Exercise - For the entries presented below, indicate the number of lines that include the word "bridle", adding nothing else.

Data shown -
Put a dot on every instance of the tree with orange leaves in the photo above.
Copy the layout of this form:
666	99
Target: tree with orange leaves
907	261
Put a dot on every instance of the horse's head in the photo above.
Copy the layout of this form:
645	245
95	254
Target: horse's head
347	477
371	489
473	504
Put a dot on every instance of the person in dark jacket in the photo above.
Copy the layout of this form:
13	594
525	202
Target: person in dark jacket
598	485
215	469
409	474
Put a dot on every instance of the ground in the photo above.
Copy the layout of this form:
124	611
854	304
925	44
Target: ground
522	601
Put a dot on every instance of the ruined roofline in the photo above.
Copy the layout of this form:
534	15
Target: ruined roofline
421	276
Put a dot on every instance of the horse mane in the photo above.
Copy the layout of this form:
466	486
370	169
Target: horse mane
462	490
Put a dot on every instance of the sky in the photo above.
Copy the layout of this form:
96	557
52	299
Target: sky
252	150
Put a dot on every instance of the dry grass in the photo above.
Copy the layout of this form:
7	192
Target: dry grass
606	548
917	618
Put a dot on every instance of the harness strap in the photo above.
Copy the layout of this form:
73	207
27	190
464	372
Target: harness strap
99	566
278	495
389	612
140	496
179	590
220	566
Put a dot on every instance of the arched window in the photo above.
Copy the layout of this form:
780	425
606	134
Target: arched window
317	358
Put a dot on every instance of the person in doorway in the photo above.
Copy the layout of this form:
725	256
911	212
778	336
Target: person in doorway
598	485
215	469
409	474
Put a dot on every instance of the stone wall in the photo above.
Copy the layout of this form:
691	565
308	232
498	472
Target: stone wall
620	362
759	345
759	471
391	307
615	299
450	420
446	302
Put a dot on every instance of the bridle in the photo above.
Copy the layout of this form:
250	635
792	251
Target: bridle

==

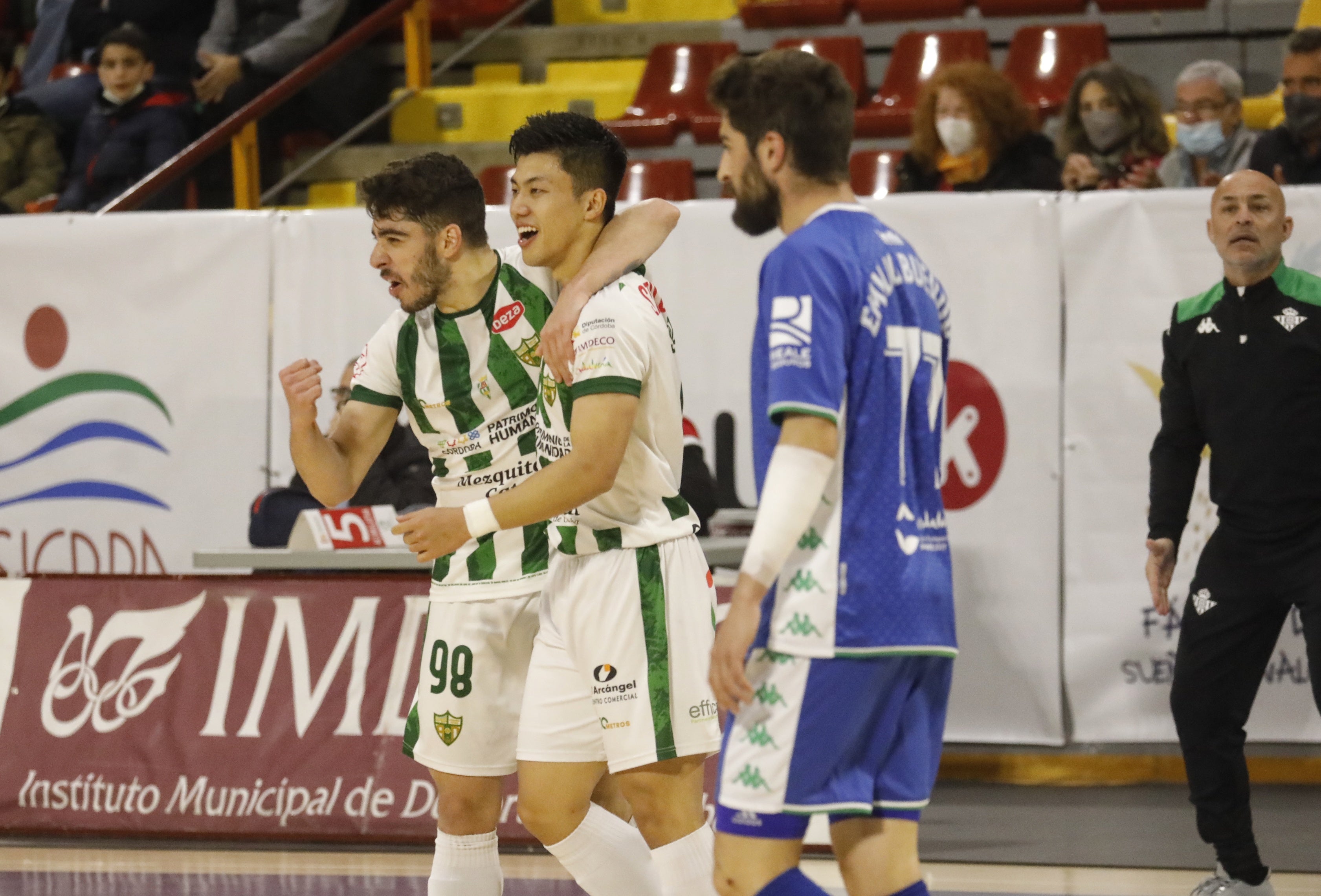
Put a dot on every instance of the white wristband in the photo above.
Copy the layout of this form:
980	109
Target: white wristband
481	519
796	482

--

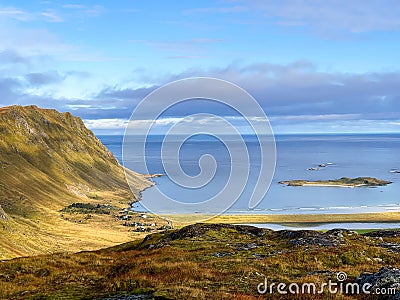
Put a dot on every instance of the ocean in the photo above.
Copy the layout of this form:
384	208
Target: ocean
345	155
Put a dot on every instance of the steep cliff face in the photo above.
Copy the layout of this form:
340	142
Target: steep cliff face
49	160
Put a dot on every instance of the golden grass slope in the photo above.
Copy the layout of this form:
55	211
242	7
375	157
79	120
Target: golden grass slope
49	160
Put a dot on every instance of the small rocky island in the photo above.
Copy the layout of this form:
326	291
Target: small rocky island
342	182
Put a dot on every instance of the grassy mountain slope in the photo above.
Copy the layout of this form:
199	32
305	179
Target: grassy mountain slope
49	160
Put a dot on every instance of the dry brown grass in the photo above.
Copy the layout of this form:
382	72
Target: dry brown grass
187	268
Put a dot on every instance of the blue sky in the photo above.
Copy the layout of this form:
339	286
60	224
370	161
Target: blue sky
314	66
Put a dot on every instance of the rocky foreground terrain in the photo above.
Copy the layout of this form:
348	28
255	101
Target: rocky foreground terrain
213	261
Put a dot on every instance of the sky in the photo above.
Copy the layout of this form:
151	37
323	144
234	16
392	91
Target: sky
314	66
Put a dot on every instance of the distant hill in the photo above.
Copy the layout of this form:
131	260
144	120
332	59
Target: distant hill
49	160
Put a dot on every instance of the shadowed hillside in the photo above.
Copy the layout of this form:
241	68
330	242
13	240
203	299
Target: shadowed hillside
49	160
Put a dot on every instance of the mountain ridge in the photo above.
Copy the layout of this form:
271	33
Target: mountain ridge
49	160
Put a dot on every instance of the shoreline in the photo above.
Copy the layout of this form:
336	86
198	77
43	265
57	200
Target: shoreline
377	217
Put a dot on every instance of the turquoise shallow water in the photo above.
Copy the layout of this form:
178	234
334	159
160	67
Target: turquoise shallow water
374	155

Exercise answer - 2